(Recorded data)
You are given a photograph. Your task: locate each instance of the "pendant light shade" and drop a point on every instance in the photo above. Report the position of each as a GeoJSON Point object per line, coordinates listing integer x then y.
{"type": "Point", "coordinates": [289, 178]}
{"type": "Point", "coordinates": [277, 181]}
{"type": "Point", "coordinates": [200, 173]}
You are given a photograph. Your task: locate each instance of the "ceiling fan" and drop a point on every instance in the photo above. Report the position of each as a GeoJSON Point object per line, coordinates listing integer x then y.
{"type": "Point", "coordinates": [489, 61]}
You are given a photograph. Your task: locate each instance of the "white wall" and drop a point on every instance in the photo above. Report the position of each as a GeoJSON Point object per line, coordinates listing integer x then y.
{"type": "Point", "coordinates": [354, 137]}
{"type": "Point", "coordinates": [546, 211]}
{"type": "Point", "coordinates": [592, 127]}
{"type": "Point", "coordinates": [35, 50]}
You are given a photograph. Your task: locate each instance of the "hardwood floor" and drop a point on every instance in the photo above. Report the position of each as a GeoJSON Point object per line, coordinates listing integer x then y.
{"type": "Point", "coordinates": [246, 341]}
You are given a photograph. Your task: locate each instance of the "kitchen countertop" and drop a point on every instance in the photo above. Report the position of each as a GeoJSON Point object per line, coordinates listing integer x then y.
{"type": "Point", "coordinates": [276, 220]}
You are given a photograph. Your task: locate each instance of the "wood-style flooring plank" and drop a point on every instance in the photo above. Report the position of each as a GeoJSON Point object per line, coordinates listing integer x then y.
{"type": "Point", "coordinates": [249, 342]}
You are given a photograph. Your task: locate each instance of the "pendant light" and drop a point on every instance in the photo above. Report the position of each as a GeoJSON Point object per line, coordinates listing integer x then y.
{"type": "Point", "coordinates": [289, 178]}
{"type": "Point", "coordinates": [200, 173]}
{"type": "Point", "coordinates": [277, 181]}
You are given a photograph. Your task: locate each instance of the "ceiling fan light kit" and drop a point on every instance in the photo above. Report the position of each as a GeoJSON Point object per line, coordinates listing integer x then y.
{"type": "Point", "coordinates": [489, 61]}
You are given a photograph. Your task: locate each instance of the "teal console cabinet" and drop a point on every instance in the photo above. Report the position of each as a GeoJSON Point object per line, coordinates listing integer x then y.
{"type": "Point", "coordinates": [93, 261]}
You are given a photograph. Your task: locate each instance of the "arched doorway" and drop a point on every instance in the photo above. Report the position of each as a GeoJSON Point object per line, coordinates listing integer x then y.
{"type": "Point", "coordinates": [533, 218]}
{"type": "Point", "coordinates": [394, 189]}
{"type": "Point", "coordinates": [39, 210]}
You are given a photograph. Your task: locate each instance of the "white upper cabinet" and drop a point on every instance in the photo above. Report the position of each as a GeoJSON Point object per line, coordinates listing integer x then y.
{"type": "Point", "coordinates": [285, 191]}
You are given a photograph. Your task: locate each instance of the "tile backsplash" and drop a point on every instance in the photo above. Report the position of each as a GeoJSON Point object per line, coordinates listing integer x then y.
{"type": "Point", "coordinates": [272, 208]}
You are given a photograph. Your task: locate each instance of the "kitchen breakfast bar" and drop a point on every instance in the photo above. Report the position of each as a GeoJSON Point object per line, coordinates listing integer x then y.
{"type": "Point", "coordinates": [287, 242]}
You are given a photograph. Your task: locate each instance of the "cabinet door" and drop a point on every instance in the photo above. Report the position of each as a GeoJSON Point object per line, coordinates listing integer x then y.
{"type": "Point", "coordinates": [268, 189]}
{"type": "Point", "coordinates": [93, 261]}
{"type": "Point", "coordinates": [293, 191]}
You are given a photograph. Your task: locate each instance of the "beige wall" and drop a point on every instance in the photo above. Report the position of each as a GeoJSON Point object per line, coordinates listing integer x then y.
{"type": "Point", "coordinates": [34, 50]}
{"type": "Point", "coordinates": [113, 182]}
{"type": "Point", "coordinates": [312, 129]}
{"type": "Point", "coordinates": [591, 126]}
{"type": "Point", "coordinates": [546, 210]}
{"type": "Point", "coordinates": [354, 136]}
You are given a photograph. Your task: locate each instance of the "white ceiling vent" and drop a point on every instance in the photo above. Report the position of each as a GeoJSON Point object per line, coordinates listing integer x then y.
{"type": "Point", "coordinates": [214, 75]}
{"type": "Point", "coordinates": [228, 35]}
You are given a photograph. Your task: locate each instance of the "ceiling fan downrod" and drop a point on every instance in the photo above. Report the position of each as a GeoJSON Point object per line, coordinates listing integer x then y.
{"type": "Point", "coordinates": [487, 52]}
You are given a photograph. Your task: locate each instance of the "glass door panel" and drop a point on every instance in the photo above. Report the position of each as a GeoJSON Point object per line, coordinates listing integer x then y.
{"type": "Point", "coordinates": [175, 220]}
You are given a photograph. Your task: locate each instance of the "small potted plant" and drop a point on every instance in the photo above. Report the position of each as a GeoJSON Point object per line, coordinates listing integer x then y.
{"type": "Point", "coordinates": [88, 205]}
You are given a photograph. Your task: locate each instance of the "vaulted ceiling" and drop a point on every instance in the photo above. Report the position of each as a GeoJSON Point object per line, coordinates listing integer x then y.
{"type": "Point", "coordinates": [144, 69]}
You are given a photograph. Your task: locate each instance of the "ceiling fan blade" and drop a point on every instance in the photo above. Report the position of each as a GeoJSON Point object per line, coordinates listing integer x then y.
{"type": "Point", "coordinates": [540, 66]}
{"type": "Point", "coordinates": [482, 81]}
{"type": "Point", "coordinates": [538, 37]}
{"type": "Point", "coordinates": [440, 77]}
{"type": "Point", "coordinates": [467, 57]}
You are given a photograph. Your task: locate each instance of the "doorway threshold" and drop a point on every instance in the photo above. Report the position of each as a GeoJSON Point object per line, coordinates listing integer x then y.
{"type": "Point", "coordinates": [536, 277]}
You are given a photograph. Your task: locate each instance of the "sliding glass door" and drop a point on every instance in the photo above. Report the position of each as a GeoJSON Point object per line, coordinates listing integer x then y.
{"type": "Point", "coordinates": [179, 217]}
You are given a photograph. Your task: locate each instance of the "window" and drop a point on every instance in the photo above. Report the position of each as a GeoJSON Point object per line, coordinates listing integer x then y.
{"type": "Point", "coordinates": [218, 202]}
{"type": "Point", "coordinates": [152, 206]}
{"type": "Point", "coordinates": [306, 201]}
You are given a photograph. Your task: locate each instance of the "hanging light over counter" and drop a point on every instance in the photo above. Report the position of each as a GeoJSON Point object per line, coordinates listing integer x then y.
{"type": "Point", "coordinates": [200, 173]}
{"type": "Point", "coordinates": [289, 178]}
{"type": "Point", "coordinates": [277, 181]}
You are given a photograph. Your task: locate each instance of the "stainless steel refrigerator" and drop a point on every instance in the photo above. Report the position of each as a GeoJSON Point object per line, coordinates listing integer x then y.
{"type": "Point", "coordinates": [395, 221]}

_WHAT YOU HAVE TO DO:_ Extract each line from the listing above, please, and repeat it exactly.

_WORKED ANSWER:_
You are given a photograph. Your task: locate each instance of the "pendant light shade" and drop a point on every instance in the photo above. Report the position of each as a GeoJSON Point object per line, coordinates listing integer x then y.
{"type": "Point", "coordinates": [289, 178]}
{"type": "Point", "coordinates": [277, 181]}
{"type": "Point", "coordinates": [200, 173]}
You are given a photograph. Your task: locate each instance of the "ceiling fan" and drop a point on every instance in the photo above. Report the position of each as a GeoJSON Point object per line, coordinates listing integer x then y.
{"type": "Point", "coordinates": [489, 61]}
You are given a photograph. Your task: locate each instance of the "white wall" and drop a point on every instance in the photo above. Report the position of each as a GeoJSON Point object per line, coordinates listing integer x then y.
{"type": "Point", "coordinates": [354, 137]}
{"type": "Point", "coordinates": [546, 211]}
{"type": "Point", "coordinates": [592, 127]}
{"type": "Point", "coordinates": [35, 50]}
You are given a photograph. Your task: locate each instance of the "hardwood floor" and drop a point on every instance in the photo above. Report the position of each as a GeoJSON Point object per line, coordinates listing integer x then y.
{"type": "Point", "coordinates": [246, 341]}
You are given a photograph. Your task: locate each instance of the "kitchen countertop" and drop a point on every instance in the photo above. Report the position of each as a GeoJSON Point object per line, coordinates listing integer x then y.
{"type": "Point", "coordinates": [276, 220]}
You are given a photograph. Your task: locate each instance of the "wood-style flooring plank" and drop a point on every instance in the photo above. Report the position of each as a GeoJSON Point object per line, coordinates listing integer x then y.
{"type": "Point", "coordinates": [249, 342]}
You are given a photograph. Your task: locate each instance of the "pendant light" and drop a point on every instance in the photo above. Report the position of each as a GeoJSON Point object per line, coordinates listing integer x then y.
{"type": "Point", "coordinates": [289, 178]}
{"type": "Point", "coordinates": [200, 173]}
{"type": "Point", "coordinates": [277, 181]}
You are given a photograph. Your task: locate each instance of the "ceiling fan light kit" and drop a point on every instance in the photo above. Report the position of each as a GeoJSON Point object per line, coordinates listing integer x then y.
{"type": "Point", "coordinates": [489, 61]}
You are given a photograph. Your task: locate each instance of the "teal console cabinet" and drop a point on every instance in the photo above. Report the position of each as a GeoJSON Point object per line, coordinates listing integer x then y.
{"type": "Point", "coordinates": [93, 261]}
You are given a photograph. Your task: locate each instance of the "arched doorway" and drop a point on every instance in the photo above. Report the position of each as a GeoJSON Point object per line, coordinates listing integer x then y.
{"type": "Point", "coordinates": [533, 218]}
{"type": "Point", "coordinates": [394, 189]}
{"type": "Point", "coordinates": [39, 210]}
You are given a photograph. Your task: locate each instance of the "white upper cabinet" and drop a point on every instance in the photo above. Report the position of each as a GeoJSON Point object per line, coordinates listing integer x then y.
{"type": "Point", "coordinates": [285, 191]}
You are given a photograph. Your task: locate each instance of the "tile backsplash" and drop a point on every instance in the photo above. Report the position of each as a GeoJSON Point object per line, coordinates listing integer x then y.
{"type": "Point", "coordinates": [272, 208]}
You are given a photograph. Your task: locate each instance of the "kitchen breakfast bar" and drop a point on every instance in the photo above. Report the position of each as a GeoJSON Point object per line, coordinates listing integer x then y.
{"type": "Point", "coordinates": [287, 242]}
You are given a photograph. Your task: locate each instance of the "cabinet door" and drop a point on every instance in the photo above. Report the position of each as a GeoJSON Point object per line, coordinates listing integer x then y.
{"type": "Point", "coordinates": [268, 189]}
{"type": "Point", "coordinates": [93, 261]}
{"type": "Point", "coordinates": [293, 191]}
You are given a photograph. Your task: locate each instance of the "beige wall" and drop a point on every instance in the photo above. Report the position of each as a GeoJSON Point object per line, coordinates listing integer x then y.
{"type": "Point", "coordinates": [34, 50]}
{"type": "Point", "coordinates": [113, 182]}
{"type": "Point", "coordinates": [312, 129]}
{"type": "Point", "coordinates": [591, 126]}
{"type": "Point", "coordinates": [546, 210]}
{"type": "Point", "coordinates": [354, 136]}
You are given a photograph. Your task: locate each instance of the "white ceiling vent" and drop a point on every instance in the photo above. Report the position of each as a GeoJSON Point object per line, coordinates listing integer x then y.
{"type": "Point", "coordinates": [214, 75]}
{"type": "Point", "coordinates": [228, 35]}
You are given a photograph. Your task: locate each instance of the "ceiling fan downrod" and drop a point on every instance in the photo above. Report the position of each as a GeoJSON Point object per line, coordinates listing integer x then y.
{"type": "Point", "coordinates": [487, 52]}
You are given a photograph. Your task: locate each instance of the "glass door panel" and drop a point on every instance in the photo above. Report the position of each as a GeoJSON Point object per line, coordinates listing integer x then y.
{"type": "Point", "coordinates": [175, 220]}
You are given a photograph. Your task: locate each instance of the "small potted plant" and drop a point on every instance in the photo above. Report the position of each as a GeoJSON Point object per line, coordinates listing integer x then y.
{"type": "Point", "coordinates": [88, 205]}
You are given a photograph. Your task: locate each instance of the "vaulted ceiling" and drop a point on every instance in the photo above. Report the position of each as a GeoJSON Point object per line, coordinates listing integer x then y.
{"type": "Point", "coordinates": [144, 69]}
You are given a photograph. Your task: locate each instance of the "ceiling fan blade" and drop a point on every instance in the photo above. Report the position of each as a GeoJSON Point object per line, coordinates listing integer x then y.
{"type": "Point", "coordinates": [540, 66]}
{"type": "Point", "coordinates": [482, 81]}
{"type": "Point", "coordinates": [538, 37]}
{"type": "Point", "coordinates": [440, 77]}
{"type": "Point", "coordinates": [467, 57]}
You are given a photograph. Your task: locate each instance of the "doorway threshold" and drop a point on every instance in the photo above. Report the position of each as a GeoJSON Point object per line, coordinates listing integer x then y.
{"type": "Point", "coordinates": [536, 277]}
You are given a photograph. Your task: locate each instance of the "sliding glass door" and drop a point on every instance in the photo above. Report the position of each as a GeoJSON Point object per line, coordinates listing integer x then y.
{"type": "Point", "coordinates": [179, 217]}
You are given a photograph. Your task: locate each instance of the "window" and drop a point on every instance in the photo above. Report the position of each as a GeoJSON Point object per line, coordinates listing integer x then y.
{"type": "Point", "coordinates": [218, 202]}
{"type": "Point", "coordinates": [152, 206]}
{"type": "Point", "coordinates": [306, 201]}
You are given a photograph. Your task: locate each instance of the "hanging light over counter" and drop a point on every instance in the photo above. Report the position of each as a GeoJSON Point object per line, coordinates listing integer x then y.
{"type": "Point", "coordinates": [200, 173]}
{"type": "Point", "coordinates": [289, 178]}
{"type": "Point", "coordinates": [277, 181]}
You are given a photograph. Your task: locate each instance of the "stainless steel refrigerator" and drop a point on every instance in the photo above. Report the position of each as a GeoJSON Point object per line, coordinates listing integer x then y.
{"type": "Point", "coordinates": [395, 221]}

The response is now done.